**Źródło:**
------------------------------------------------------------------------
Avatar Creepy_Family
- Ja coś bym w sumie przekąsił... Chociaż nie jestem tak bardzo głodny. - Yukki usiadł na krzesełku w kuchni.

Avatar Abbei_The_Toy_Maker
Właścicielka
Pigwapodała każdemu ładną porcję pierogów. Eleazar przysiadł przy stole i westchnął ciężko.
- Zaparzyłabyś mi melisy? Tak naprawdę dużo, proszę... - rzucił prawie błagalnym głosem, pełnym zmęczenia. - Bo jak nie to chyba pół domu rozniosę...

Avatar Creepy_Family
Okularnik podszedł do niego i dotknął jego czoła zimnymi łapkami.
- Hmm... Musisz odpocząć Elu.

Avatar Abbei_The_Toy_Maker
Właścicielka
- Najpierw muszę dostać herbaty. - odrzekł, a jego czoło było jakoś dziwnie ciepłe, ale inaczej niżby było zagorączkowane. - Jeśli teraz się nie uspokoję, to wrócę do Królestwa, zatłukę Knighta i rozniosę resztę tego pieprzonego zamku w pył. Długo jeszcze?
Pigwa z lekkim rozbawieniem podała mu kubek i poczochrała go po nastroszonych włosach.

Avatar Creepy_Family
- Ymm... Za dużo agresji. - parsknął szarooki po czym wrócił na krzesełko i zajął się pierogami.

Avatar Abbei_The_Toy_Maker
Właścicielka
Kubek Eleazara miał w sobie prawie litr herbatki, którą wampir wypił niemal w chwilę. Jeff zajadał wesoło pierogi.
------------------------------------------------------------------------
**Rekordy:**

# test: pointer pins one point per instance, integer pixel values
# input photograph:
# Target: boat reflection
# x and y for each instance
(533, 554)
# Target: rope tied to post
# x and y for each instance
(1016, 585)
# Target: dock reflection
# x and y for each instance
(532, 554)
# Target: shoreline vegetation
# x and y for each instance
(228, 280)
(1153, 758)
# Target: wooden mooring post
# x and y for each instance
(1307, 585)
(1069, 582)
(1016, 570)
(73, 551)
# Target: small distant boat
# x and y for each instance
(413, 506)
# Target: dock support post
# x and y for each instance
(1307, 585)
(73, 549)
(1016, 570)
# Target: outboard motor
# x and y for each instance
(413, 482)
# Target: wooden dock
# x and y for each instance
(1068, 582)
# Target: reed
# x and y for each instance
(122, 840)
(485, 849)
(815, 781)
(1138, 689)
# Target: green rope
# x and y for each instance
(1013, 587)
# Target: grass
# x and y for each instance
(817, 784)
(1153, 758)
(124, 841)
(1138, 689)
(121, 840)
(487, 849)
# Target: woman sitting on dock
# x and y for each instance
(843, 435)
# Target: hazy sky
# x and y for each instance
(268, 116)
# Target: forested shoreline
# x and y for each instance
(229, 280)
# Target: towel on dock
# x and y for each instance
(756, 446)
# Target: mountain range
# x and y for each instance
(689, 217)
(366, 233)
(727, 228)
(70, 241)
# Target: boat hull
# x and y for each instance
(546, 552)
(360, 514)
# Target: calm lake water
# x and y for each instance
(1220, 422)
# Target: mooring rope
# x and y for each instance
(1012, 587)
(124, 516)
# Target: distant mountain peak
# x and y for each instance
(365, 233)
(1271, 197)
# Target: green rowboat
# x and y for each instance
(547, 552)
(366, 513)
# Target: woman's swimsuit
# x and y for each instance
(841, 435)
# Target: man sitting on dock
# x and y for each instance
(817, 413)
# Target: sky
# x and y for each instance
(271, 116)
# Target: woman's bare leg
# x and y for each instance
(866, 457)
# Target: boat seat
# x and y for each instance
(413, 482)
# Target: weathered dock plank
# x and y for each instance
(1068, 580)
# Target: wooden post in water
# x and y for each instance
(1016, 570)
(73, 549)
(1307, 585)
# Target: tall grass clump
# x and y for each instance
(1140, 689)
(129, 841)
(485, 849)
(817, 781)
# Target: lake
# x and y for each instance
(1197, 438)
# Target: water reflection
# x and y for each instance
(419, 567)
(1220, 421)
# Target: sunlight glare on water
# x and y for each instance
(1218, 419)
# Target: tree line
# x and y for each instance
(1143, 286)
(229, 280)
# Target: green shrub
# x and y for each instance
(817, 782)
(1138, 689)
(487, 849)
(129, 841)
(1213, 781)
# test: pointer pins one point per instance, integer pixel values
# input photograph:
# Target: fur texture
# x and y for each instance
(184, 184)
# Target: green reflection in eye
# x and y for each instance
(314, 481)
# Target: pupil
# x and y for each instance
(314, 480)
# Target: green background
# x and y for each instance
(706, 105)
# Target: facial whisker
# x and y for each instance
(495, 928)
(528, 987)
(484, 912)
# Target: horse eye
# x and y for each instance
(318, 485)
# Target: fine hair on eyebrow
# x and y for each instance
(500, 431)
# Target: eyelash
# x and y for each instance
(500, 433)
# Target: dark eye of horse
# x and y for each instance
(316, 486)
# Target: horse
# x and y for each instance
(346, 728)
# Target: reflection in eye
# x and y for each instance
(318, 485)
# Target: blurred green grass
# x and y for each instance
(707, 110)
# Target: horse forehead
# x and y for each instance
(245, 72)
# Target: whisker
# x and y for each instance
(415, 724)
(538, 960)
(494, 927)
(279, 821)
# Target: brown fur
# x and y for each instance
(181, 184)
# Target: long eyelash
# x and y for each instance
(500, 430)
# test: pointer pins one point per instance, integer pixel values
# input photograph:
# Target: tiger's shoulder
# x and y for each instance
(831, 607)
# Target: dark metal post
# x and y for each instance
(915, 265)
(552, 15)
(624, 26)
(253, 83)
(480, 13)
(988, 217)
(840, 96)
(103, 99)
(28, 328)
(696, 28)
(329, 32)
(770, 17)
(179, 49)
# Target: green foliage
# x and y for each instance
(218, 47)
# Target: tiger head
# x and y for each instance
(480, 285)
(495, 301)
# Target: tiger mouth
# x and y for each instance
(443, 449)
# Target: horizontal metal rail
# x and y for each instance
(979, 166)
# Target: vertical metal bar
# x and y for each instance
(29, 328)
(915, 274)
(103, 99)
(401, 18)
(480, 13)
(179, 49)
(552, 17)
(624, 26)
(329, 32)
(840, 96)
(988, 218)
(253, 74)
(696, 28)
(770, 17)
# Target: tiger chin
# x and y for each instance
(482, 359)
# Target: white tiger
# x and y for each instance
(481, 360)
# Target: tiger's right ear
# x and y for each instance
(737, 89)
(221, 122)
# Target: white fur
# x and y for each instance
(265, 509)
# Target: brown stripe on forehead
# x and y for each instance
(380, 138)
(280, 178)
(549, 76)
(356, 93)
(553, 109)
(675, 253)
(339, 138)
------------------------------------------------------------------------
**Lista zadań:**
1. Ile herbaty mieścił kubek Eleazara według sceny w kuchni?
2. Streść scenę w kuchni w dwóch zdaniach.
3. Napisz dalszy ciąg sceny w kuchni, zaczynając od miejsca, w którym się kończy.
Rekordy nie mają żadnego związku ze sceną w kuchni.

**Oczekiwane odpowiedzi:**
1. Prawie litr herbaty.

2. Pigwa podaje wszystkim pierogi, a zmęczony Eleazar prosi o dużo melisy, bo inaczej rozniesie pół domu, na co okularnik dotyka jego czoła i mówi, że musi odpocząć. Eleazar grozi, że wróci do Królestwa, zatłucze Knighta i rozniesie zamek w pył, po czym niemal w chwilę wypija prawie litr herbaty, a Jeff wesoło zajada pierogi.

3.
- No, już mi trochę lepiej. - zawyrokował wampir i uśmiechnął się. - Chociaż znając życie jeszcze trochę będę chodził wkurzony.

Avatar Creepy_Family
- Jacie, jacie. - Yukki pokiwał głową. - Jak ty to szybko wypiłeś... No nie wierzę...

Avatar Abbei_The_Toy_Maker
Właścicielka
- E tam, gdybyś widział co kiedyś odwołał. - parsknął Jeff. - Pamiętasz jak ograłem pół Rebel, bo nie wyglądałeś na wampira?
- Myślałem, że twoja pamięć się ogranicza do ostatnich... piętnastu lat. Pamiętam, bo po tym miałem takiego kaca, że zamiast pić sok z kapusty siedziałem w morzu. - odrzekł Eleazar, przewracając oczami. - Wtedy to były fajne czasy...

Avatar Creepy_Family
Okularnik zaśmiał się i znowu skupił się bardziej na jedzeniu.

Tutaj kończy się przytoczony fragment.